**GOAL OF THE EXERCISE:** Gather every row below that contains the string “curly” and copy each one out in full. Treat uppercase and lowercase letters as different.

begin SUPPLIED RECORDS

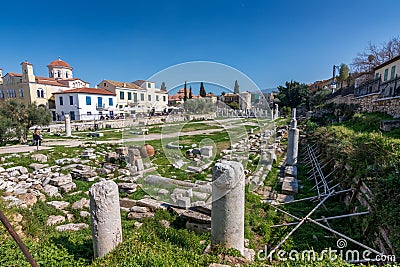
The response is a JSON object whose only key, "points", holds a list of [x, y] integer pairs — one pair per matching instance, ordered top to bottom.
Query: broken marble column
{"points": [[276, 113], [67, 125], [293, 141], [227, 213], [105, 217]]}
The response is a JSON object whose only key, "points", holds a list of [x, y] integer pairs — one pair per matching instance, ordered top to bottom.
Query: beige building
{"points": [[388, 70], [29, 88], [136, 97]]}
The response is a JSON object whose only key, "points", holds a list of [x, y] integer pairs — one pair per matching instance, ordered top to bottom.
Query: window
{"points": [[392, 72], [385, 75], [40, 93]]}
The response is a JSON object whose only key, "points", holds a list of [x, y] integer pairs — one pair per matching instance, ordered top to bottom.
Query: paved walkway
{"points": [[141, 138]]}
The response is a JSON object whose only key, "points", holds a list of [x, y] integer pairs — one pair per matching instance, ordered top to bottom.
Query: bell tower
{"points": [[27, 72]]}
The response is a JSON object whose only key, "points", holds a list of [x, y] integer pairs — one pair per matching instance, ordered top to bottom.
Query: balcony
{"points": [[101, 107]]}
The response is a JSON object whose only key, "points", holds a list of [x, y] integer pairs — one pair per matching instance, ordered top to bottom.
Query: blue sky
{"points": [[269, 41]]}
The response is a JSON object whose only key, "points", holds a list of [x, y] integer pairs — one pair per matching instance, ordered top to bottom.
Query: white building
{"points": [[29, 88], [136, 97], [245, 100], [85, 103]]}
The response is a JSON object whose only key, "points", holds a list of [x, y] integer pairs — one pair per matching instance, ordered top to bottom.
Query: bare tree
{"points": [[375, 55]]}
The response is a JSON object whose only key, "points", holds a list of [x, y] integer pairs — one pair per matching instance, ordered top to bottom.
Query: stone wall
{"points": [[372, 103]]}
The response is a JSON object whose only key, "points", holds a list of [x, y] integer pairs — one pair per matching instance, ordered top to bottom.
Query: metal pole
{"points": [[315, 197], [320, 219], [302, 221], [345, 237], [18, 240]]}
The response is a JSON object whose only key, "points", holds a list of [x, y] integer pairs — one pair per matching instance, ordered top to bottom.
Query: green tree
{"points": [[375, 55], [343, 74], [236, 88], [202, 90], [184, 93], [190, 93], [293, 94], [319, 97], [23, 117], [7, 132]]}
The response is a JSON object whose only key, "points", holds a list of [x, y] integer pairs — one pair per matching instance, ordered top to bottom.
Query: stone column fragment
{"points": [[67, 125], [293, 141], [227, 213], [105, 217]]}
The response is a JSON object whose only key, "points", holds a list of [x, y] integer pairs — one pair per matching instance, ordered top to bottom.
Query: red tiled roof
{"points": [[387, 62], [59, 63], [15, 74], [73, 79], [49, 81], [139, 82], [121, 84], [86, 90], [180, 94]]}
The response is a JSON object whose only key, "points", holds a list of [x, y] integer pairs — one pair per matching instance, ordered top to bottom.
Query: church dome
{"points": [[59, 63]]}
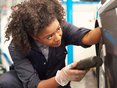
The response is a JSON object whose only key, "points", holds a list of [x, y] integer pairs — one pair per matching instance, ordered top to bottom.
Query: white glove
{"points": [[68, 73]]}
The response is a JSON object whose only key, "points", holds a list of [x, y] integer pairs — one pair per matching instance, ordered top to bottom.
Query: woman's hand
{"points": [[69, 73]]}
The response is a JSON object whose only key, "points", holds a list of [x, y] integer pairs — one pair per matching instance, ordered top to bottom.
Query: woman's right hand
{"points": [[69, 73]]}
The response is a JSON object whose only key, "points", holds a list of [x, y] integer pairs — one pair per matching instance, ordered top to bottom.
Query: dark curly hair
{"points": [[30, 18]]}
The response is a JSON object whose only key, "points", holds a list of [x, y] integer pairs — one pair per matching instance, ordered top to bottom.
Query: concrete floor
{"points": [[89, 81]]}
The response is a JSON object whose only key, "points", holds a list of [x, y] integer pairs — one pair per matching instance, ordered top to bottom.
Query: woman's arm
{"points": [[92, 37], [63, 77]]}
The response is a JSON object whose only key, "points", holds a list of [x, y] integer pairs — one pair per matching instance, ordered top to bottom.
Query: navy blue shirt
{"points": [[33, 67]]}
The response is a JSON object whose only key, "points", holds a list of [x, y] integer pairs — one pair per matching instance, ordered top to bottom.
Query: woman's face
{"points": [[51, 35]]}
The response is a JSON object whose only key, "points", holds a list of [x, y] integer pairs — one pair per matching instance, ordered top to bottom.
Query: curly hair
{"points": [[30, 18]]}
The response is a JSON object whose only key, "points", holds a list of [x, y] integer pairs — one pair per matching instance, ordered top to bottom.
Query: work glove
{"points": [[69, 73]]}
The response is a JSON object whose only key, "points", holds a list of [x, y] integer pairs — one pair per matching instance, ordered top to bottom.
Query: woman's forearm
{"points": [[49, 83]]}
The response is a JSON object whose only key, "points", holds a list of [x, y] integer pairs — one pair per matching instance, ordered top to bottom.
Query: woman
{"points": [[39, 36]]}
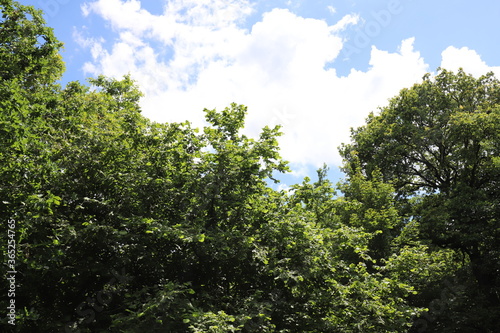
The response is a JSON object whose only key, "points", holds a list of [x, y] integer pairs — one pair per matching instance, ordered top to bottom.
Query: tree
{"points": [[437, 143]]}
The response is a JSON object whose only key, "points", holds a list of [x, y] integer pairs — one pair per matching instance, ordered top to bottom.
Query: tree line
{"points": [[123, 224]]}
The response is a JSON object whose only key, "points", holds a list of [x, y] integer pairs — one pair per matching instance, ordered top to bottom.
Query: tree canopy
{"points": [[127, 225]]}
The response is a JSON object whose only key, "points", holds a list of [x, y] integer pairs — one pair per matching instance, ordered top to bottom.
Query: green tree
{"points": [[437, 143]]}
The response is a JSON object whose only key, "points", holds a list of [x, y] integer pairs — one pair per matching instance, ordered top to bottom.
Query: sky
{"points": [[317, 68]]}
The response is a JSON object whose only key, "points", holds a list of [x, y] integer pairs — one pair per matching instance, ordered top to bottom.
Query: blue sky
{"points": [[317, 68]]}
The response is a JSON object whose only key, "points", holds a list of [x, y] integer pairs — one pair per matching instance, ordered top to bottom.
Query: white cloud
{"points": [[454, 58], [278, 68]]}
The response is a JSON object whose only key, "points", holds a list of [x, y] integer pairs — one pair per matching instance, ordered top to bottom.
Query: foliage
{"points": [[437, 144], [127, 225]]}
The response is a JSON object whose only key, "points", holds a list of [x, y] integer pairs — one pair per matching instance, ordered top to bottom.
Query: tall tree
{"points": [[438, 144]]}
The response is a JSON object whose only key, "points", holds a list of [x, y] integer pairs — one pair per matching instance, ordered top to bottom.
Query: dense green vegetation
{"points": [[126, 225]]}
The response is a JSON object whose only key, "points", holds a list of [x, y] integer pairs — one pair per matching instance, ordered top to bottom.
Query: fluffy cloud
{"points": [[454, 58], [282, 68]]}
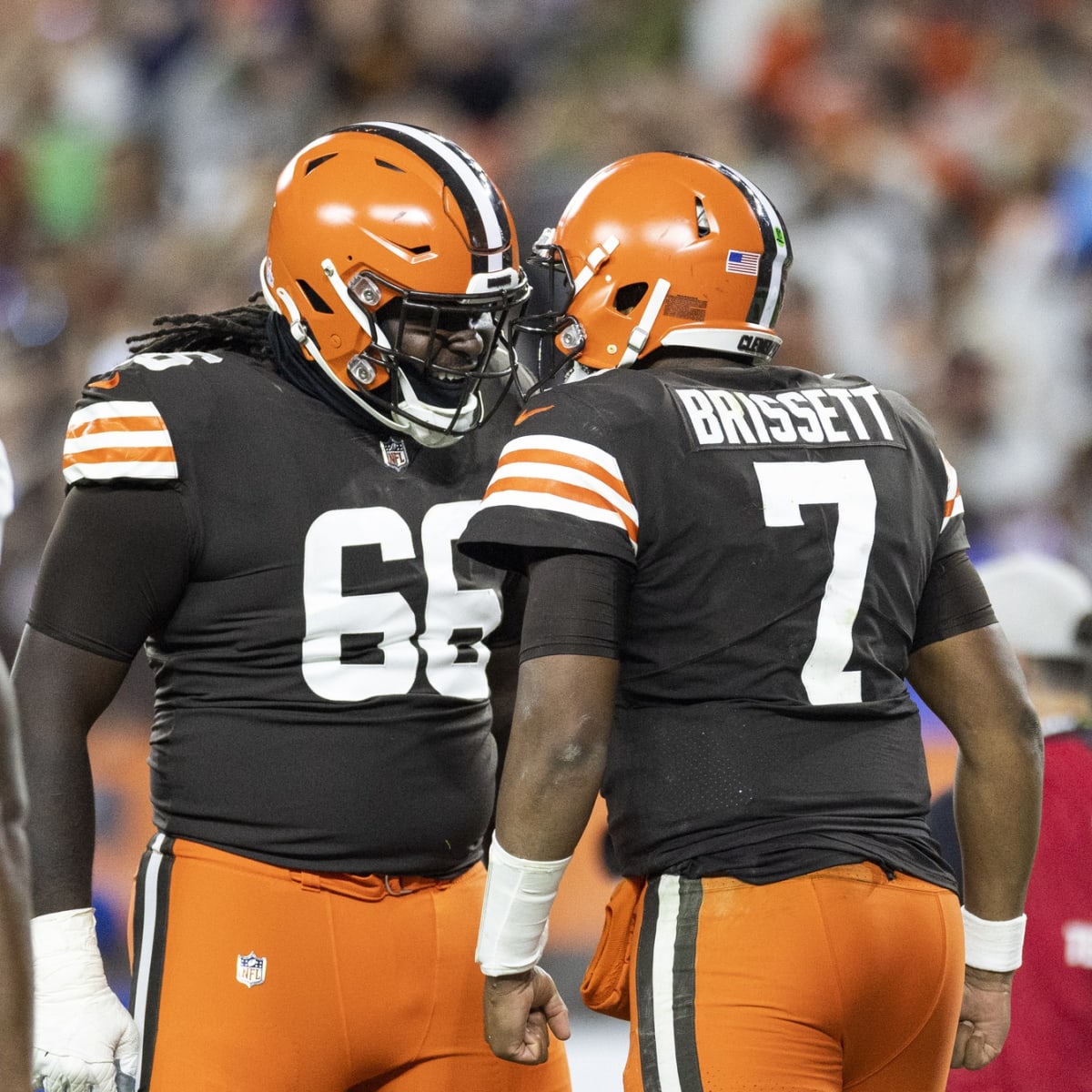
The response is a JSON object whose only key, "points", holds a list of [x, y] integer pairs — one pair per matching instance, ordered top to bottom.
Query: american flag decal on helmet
{"points": [[109, 440], [561, 475]]}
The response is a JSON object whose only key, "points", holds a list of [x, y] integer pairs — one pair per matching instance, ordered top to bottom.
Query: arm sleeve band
{"points": [[113, 571], [954, 601], [577, 606], [518, 899], [993, 945]]}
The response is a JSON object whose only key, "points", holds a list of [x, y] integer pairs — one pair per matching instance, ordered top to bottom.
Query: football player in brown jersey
{"points": [[267, 500], [735, 569]]}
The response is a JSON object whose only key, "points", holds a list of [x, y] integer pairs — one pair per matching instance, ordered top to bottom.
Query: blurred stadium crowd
{"points": [[932, 157]]}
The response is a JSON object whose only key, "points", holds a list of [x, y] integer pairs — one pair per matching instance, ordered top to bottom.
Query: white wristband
{"points": [[518, 899], [993, 945]]}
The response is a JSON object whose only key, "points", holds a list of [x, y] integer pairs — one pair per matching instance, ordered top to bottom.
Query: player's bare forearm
{"points": [[975, 683], [61, 692], [556, 754]]}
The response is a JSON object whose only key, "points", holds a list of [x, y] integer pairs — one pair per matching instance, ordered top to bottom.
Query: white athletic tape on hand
{"points": [[518, 899], [85, 1040]]}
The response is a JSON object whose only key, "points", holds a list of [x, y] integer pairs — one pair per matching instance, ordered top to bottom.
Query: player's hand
{"points": [[520, 1013], [984, 1019], [85, 1040]]}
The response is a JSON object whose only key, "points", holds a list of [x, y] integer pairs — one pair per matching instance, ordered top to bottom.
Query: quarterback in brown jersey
{"points": [[267, 500], [735, 569]]}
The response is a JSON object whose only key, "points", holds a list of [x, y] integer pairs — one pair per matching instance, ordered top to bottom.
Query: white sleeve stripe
{"points": [[106, 410], [117, 441], [565, 446], [103, 472], [569, 475], [551, 502]]}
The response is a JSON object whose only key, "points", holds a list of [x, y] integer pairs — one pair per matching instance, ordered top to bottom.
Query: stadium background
{"points": [[932, 157]]}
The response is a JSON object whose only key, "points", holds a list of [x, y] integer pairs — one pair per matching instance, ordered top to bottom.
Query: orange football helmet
{"points": [[377, 228], [662, 249]]}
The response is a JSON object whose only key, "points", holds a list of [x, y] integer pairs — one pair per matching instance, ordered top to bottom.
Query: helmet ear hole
{"points": [[703, 218], [628, 296]]}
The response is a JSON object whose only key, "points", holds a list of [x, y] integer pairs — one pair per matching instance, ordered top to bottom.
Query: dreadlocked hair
{"points": [[239, 329]]}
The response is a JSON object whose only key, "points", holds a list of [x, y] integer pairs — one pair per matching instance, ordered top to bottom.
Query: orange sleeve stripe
{"points": [[117, 425], [120, 456], [573, 462], [573, 492]]}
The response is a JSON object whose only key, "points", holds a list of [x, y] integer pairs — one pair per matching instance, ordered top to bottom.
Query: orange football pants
{"points": [[249, 976], [842, 978]]}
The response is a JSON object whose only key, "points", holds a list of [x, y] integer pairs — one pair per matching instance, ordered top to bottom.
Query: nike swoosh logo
{"points": [[530, 413]]}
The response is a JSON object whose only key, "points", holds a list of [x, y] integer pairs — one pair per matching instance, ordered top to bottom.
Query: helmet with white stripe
{"points": [[388, 241], [662, 249]]}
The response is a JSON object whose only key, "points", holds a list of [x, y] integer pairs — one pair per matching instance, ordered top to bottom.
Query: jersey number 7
{"points": [[785, 489]]}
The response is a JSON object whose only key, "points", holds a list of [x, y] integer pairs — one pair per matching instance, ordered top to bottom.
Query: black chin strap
{"points": [[305, 375]]}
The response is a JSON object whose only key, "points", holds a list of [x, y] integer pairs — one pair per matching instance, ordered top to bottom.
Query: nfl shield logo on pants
{"points": [[250, 970]]}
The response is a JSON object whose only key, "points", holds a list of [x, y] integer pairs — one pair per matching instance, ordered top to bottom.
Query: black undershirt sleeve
{"points": [[114, 568], [955, 601], [576, 606]]}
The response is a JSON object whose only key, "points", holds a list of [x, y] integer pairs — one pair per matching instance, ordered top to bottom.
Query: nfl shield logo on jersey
{"points": [[396, 453], [250, 970]]}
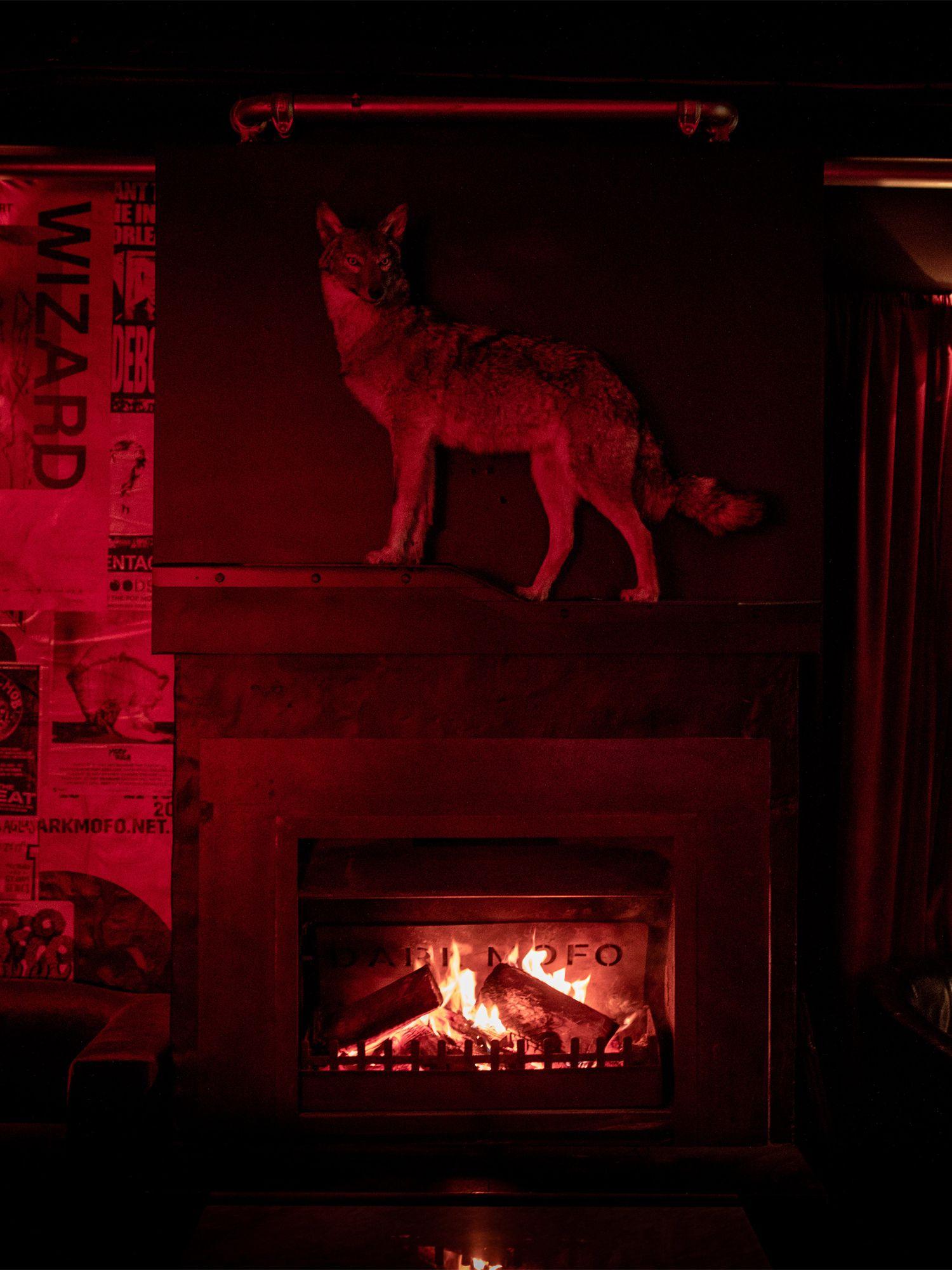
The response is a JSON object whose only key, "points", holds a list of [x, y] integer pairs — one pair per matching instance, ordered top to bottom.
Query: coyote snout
{"points": [[430, 382]]}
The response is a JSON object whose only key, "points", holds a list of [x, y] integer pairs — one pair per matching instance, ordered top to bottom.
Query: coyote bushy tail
{"points": [[701, 498]]}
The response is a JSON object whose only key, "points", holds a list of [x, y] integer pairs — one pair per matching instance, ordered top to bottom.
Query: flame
{"points": [[534, 965], [463, 1018]]}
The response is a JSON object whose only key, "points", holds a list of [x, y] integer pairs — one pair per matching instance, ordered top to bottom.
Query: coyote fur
{"points": [[431, 383]]}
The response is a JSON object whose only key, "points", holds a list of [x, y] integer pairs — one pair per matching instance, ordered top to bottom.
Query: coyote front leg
{"points": [[414, 476]]}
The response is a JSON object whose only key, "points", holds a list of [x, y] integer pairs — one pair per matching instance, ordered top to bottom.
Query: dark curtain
{"points": [[888, 622]]}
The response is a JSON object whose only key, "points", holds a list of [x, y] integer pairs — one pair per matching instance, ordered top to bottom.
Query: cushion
{"points": [[44, 1027]]}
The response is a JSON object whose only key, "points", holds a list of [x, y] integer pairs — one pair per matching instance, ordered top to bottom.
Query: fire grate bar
{"points": [[497, 1060]]}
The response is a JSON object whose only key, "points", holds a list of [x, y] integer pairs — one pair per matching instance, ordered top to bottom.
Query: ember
{"points": [[439, 1017]]}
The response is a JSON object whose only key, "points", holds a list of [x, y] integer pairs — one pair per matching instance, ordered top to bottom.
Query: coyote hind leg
{"points": [[609, 487], [557, 488], [625, 518]]}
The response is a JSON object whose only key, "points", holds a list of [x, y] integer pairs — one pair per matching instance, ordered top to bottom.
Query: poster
{"points": [[55, 271], [134, 298], [20, 739], [86, 775], [20, 777], [37, 940]]}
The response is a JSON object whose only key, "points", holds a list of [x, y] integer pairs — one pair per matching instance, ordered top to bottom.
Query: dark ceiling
{"points": [[846, 77]]}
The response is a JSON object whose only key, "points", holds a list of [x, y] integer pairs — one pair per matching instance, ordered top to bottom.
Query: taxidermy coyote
{"points": [[469, 388]]}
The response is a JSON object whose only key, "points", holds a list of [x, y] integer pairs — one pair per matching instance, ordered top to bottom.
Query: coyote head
{"points": [[366, 262]]}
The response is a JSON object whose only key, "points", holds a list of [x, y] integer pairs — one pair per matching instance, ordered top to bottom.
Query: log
{"points": [[385, 1010], [535, 1010]]}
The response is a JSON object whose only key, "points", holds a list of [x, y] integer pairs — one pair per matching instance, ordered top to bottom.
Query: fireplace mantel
{"points": [[439, 610], [291, 658]]}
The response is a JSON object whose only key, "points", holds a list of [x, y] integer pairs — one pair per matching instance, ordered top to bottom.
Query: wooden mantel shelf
{"points": [[440, 610]]}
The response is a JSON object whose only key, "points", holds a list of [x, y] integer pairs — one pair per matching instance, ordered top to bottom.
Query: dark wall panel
{"points": [[695, 269]]}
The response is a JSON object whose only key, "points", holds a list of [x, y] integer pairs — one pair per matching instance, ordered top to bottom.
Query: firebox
{"points": [[430, 935], [510, 973]]}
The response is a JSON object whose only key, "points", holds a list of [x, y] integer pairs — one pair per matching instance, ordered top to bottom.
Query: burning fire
{"points": [[463, 1018]]}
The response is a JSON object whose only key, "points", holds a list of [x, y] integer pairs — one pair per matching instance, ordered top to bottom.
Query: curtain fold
{"points": [[888, 620]]}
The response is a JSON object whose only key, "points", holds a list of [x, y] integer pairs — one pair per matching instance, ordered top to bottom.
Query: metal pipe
{"points": [[252, 115], [43, 162], [889, 173]]}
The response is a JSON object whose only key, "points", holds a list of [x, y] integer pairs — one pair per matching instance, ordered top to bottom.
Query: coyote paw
{"points": [[387, 556], [642, 595]]}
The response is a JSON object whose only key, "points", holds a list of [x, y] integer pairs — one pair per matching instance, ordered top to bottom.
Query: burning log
{"points": [[532, 1009], [384, 1012]]}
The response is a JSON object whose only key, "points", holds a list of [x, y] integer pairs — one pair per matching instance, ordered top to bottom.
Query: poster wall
{"points": [[86, 707]]}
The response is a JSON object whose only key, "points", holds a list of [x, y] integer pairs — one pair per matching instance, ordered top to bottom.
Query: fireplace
{"points": [[367, 907], [510, 973]]}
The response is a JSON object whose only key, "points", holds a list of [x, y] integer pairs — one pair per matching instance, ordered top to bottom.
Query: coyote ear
{"points": [[328, 224], [395, 225]]}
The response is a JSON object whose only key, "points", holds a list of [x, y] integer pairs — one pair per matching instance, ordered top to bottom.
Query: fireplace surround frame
{"points": [[261, 798]]}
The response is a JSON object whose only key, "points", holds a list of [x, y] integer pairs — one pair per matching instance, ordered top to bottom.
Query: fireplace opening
{"points": [[498, 970]]}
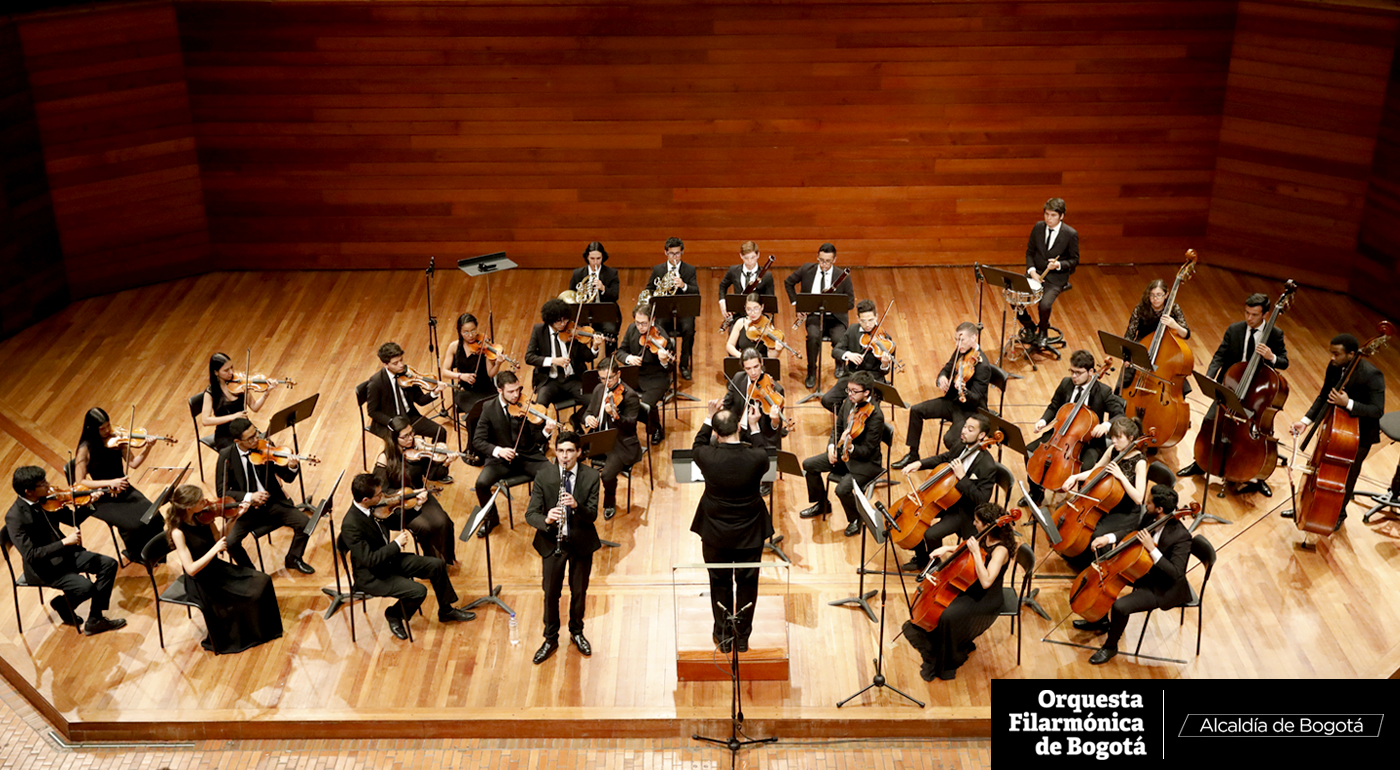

end SUPPLIED RECORDS

**SOLVED EXERCISE:**
Query: dark curly hair
Query: curly hair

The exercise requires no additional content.